Passage:

■ ■ ■ ■ ■

5. How does a CDP fit with my existing enterprise data technologies?

This is a difficult question to answer without assessing a company’s current data architecture. However, there are a few patterns (and antipatterns) that are common.

  • CDP + data lake/data warehouse: A CDP is usually paired with a data lake. Customer data is ingested and unified in the CDP, where it’s then segmented and sent to different marketing channels for activation. A data lake is often one of the “channels” that a CDP sends data to. From the data lake, customer data gets loaded into a data warehouse or used directly in dashboards. Data lakes pair well with CDPs because CDPs send them clean, rich, unified customer data. A related antipattern is to use a data lake as the only CDP channel, requiring all marketing activation integrations to be developed from scratch from the data lake by data engineers. This creates a bottleneck by removing the pre-built integrations and marketing self-service capabilities of a CDP, and shifting the work to highly specialized (and often overworked) engineers.
  • CDP + MDM: For organizations with a Master Data Management solution in-place, MDM can be a source of customer data into the CDP. Other sources of customer data that fall outside MDM (e.g. clickstream data or third-party data), can be additional sources into the CDP. The CDP can then do further match-and-merge (a process called identity resolution) and handle marketing activation for downstream marketing channels.
  • CDP + CRM: A CRM can be a rich source of customer data into a CDP. It can also be a downstream consumer of CDP data. For example, a CDP might ingest customer data from a CRM (as a source) and also augment/enrich customer records in a sales- or service-oriented CRM (as a destination). For marketing-oriented CRMs, a CDP can provide clean, segmented data to trigger direct response journeys.

6. Do CDPs handle activation and marketing orchestration?

“Orchestration” is an ill-defined and confusing concept in MarTech. In my experience, the term means different things to different people. So, when the word “orchestration” comes up in a conversation, I define it explicitly to avoid miscommunication. In simple terms, orchestration is the capability to create multi-stage, multi-touch marketing campaigns (a.k.a. journeys). A simple example of an orchestration is a drip campaign, where a customer completes an activity (e.g. a sign-up or purchase), and they receive a series of follow-up emails. More complicated orchestrations might try to move prospective customers through the sales pipeline for a B2B purchase, using a combination of emails, special offers and paid online advertising. Orchestrations can be linear (as in the case of a drip campaign) or contain multiple paths (e.g. take action A if the customer engages within 3 days and take action B if they don’t). Orchestration can occur within a single channel (e.g. email) or across channels.

The term “activation” is similar but different. I use activation as a general term for taking action on CDP data. An activation could be a complex orchestration, a one-time marketing communication or the process of pushing CDP data into a data lake.

With these terms clarified, let’s now answer the question. By definition, all CDPs perform activation (if they don’t, they’re not a CDP), while only some perform orchestration. The reason for this is that orchestration and journey-building are complex and require a tight coupling between the data and the marketing channels. Classically, CDPs are channel-agnostic and thus designed to send data to other channels, but not necessarily orchestrate it. For example, a CDP might send a customer segment to a marketing-oriented CRM like Salesforce Marketing Cloud (SFMC) and SFMC’s journey builder might be used to handle the orchestration. However, some CDPs are orchestration-oriented, and have the ability to do cross-channel journeys. Orchestration-oriented CDPs are often less robust in terms of data engineering features (e.g. identity resolution and storing a full history of customer interactions), but they make setting up complex, cross-channel activations easier. And while it’s possible to setup multi-step journeys with a non-orchestration-oriented CDPs (by defining a series of segments), it’s more difficult.

■ ■ ■ ■ ■

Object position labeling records
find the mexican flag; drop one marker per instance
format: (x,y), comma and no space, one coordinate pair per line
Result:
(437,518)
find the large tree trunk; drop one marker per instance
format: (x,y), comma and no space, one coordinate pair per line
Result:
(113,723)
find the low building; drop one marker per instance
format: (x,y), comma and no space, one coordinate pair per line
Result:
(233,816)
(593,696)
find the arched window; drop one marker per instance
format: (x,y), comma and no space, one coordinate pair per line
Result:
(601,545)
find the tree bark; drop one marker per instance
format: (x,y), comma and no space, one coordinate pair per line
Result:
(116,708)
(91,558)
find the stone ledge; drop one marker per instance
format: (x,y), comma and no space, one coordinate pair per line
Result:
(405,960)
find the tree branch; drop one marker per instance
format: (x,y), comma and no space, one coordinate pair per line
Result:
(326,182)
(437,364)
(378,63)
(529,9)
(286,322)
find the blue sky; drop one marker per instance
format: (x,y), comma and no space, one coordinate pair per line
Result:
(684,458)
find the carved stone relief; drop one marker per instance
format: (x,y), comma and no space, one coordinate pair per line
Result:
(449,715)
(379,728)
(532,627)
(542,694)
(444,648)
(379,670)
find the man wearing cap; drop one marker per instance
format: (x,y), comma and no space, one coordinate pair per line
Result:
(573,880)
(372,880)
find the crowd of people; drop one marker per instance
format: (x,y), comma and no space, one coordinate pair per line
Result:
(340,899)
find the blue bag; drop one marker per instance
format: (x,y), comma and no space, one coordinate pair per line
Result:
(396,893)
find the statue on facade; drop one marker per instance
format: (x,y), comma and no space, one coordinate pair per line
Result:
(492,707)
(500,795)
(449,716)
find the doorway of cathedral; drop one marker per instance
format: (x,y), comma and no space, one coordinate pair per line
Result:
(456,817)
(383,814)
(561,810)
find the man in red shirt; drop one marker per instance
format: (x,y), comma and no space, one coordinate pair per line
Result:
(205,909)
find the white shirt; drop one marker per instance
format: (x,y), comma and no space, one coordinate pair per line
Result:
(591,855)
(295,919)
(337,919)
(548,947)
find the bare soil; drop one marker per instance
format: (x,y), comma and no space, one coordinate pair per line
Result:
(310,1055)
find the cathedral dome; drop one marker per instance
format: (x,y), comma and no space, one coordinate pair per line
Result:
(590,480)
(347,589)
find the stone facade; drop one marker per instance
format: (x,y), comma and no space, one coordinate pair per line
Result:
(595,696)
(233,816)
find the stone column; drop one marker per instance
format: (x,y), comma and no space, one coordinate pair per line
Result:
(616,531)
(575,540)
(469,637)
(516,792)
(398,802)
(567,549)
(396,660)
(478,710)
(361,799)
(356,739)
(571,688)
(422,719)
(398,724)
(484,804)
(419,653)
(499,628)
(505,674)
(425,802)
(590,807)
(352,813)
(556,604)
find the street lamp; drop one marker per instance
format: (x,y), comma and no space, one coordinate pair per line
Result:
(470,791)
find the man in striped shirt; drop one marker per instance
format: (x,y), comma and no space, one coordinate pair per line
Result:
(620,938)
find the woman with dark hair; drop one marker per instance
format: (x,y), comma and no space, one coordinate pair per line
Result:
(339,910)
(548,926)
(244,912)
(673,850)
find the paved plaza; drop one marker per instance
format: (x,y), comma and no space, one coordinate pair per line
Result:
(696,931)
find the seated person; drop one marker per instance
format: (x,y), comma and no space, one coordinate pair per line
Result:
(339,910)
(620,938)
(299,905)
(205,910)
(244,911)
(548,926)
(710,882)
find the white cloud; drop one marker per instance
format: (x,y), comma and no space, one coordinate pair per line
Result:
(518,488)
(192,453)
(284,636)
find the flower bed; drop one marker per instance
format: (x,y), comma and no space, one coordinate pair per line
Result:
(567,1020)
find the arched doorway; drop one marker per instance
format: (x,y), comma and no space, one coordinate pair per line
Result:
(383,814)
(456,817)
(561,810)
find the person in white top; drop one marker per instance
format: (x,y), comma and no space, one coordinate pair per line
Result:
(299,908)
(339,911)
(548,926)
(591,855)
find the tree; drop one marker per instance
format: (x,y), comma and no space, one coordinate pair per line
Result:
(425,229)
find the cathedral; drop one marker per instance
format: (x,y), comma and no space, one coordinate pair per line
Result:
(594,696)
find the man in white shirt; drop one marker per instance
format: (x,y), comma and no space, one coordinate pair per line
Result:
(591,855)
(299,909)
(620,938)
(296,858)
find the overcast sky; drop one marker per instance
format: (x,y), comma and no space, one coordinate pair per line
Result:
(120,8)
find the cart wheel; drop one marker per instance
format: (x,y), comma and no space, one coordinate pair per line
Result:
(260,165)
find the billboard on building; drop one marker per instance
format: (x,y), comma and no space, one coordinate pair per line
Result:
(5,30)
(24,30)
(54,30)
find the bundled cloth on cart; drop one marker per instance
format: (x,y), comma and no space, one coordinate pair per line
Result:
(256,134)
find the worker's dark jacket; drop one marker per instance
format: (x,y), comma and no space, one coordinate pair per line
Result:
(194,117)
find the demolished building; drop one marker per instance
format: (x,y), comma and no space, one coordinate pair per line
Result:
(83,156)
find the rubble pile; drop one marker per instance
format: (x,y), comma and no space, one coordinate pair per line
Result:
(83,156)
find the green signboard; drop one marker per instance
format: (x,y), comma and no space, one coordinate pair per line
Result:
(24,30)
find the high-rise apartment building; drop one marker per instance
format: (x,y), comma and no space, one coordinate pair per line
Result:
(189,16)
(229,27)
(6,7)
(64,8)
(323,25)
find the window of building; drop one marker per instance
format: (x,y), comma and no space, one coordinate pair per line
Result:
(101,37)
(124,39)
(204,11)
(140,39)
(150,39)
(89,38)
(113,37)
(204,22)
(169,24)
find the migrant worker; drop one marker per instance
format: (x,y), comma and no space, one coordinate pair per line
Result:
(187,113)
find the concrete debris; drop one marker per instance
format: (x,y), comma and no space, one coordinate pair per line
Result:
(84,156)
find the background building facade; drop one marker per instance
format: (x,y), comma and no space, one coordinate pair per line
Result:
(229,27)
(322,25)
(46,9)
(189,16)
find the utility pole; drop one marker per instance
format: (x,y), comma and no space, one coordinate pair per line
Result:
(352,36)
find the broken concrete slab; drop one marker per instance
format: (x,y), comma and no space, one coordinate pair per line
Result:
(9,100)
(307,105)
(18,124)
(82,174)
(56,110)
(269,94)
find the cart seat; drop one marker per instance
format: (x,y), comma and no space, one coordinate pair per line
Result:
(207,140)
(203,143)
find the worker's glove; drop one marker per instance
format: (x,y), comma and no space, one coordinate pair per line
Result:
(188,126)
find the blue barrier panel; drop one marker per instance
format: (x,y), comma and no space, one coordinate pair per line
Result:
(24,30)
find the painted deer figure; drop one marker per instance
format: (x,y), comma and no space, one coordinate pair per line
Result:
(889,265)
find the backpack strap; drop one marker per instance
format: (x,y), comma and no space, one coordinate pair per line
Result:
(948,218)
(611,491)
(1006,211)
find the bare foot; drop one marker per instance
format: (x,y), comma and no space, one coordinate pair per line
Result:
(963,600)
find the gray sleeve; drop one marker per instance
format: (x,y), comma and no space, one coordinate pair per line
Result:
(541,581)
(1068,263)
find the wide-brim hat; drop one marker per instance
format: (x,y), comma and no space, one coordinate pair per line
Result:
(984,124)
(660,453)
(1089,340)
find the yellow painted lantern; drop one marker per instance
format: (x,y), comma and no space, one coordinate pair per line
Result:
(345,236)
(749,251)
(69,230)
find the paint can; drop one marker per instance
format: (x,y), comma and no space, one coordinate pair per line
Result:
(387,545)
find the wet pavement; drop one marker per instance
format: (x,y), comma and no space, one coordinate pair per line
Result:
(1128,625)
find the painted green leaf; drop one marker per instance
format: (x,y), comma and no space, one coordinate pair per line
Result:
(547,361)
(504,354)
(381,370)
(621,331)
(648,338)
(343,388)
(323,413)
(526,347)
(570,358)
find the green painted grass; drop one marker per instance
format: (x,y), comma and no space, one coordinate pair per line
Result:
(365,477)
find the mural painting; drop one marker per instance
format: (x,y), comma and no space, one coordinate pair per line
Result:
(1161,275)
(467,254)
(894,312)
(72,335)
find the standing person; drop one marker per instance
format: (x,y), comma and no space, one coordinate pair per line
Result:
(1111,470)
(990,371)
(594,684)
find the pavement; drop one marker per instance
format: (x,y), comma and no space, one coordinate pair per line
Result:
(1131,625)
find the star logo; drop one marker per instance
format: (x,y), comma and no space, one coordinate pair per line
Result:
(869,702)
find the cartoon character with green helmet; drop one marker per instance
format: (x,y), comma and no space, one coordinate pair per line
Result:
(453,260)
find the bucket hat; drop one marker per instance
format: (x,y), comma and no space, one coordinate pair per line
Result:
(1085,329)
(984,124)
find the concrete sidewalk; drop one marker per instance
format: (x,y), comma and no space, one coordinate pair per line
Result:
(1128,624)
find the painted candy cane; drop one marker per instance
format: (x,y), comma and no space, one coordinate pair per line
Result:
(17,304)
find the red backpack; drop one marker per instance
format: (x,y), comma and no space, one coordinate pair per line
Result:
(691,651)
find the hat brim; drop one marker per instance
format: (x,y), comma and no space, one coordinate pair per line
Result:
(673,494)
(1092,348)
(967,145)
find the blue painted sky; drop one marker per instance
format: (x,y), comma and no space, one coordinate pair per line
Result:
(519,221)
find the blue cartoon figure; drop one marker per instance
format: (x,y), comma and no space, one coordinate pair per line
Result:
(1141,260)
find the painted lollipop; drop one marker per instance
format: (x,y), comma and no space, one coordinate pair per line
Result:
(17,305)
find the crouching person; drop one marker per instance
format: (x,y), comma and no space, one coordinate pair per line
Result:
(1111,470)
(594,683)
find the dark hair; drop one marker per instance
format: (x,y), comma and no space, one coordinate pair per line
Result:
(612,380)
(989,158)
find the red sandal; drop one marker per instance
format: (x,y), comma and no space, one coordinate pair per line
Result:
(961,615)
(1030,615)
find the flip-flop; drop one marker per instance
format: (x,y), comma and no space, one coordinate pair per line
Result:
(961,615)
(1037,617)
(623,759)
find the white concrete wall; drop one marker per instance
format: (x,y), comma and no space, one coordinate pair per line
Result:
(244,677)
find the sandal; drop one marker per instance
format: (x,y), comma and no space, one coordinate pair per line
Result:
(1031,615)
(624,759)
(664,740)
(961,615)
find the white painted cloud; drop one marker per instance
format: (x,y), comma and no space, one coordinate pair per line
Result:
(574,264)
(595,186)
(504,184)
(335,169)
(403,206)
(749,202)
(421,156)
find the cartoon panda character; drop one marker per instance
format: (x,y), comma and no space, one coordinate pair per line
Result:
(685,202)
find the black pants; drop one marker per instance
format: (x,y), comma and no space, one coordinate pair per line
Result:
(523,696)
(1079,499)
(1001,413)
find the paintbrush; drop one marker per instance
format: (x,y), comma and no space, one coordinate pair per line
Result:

■ ■ ■ ■ ■

What you need to do:
- a) List the enterprise data technologies that the CDP passage pairs with a CDP in its list of common patterns.
- b) Rewrite the CDP passage from "This is a difficult" up to and including "that are common.", swapping "difficult" for "hard".
- c) Answer these questions from the CDP passage:
(i) What does the passage call the further match-and-merge process a CDP can perform?
(ii) What simple example of an orchestration does it give?
(iii) Which marketing-oriented CRM does it name as an example?

Written responses:
- a)
- Data lake/data warehouse
- MDM (Master Data Management)
- CRM

- b)
This is a hard question to answer without assessing a company’s current data architecture. However, there are a few patterns (and antipatterns) that are common.

- c)
(i) Identity resolution
(ii) A drip campaign
(iii) Salesforce Marketing Cloud (SFMC)